# Problem to solve
Having found the line that contains "with the blue", please retype only it and every line after it up to the end of the entries, exactly as written.

# Data listing
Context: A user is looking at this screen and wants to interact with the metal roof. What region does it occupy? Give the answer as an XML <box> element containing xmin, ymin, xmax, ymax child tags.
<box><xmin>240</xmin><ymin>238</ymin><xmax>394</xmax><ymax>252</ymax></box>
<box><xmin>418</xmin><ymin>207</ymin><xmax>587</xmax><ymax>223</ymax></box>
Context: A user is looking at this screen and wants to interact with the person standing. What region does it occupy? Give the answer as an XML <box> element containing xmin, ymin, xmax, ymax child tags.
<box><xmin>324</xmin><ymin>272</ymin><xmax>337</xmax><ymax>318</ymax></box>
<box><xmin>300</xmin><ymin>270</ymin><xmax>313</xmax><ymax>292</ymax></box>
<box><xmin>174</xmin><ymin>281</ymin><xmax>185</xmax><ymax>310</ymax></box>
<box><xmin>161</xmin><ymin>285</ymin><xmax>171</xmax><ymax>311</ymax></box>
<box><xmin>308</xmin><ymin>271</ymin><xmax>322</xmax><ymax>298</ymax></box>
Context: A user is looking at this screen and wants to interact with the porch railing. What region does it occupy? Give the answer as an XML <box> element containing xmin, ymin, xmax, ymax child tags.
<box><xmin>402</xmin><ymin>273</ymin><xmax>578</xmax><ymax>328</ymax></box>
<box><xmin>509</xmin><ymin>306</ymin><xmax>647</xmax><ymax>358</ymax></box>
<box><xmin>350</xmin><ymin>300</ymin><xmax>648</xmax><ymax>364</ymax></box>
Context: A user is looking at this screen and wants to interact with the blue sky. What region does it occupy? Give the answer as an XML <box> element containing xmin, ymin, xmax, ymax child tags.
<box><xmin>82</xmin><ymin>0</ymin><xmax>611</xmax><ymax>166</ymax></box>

# Task response
Context: A user is looking at this screen and wants to interact with the blue sky. What region does it occupy? Give the answer as an XML <box> element containing xmin, ymin, xmax, ymax child tags.
<box><xmin>82</xmin><ymin>0</ymin><xmax>611</xmax><ymax>166</ymax></box>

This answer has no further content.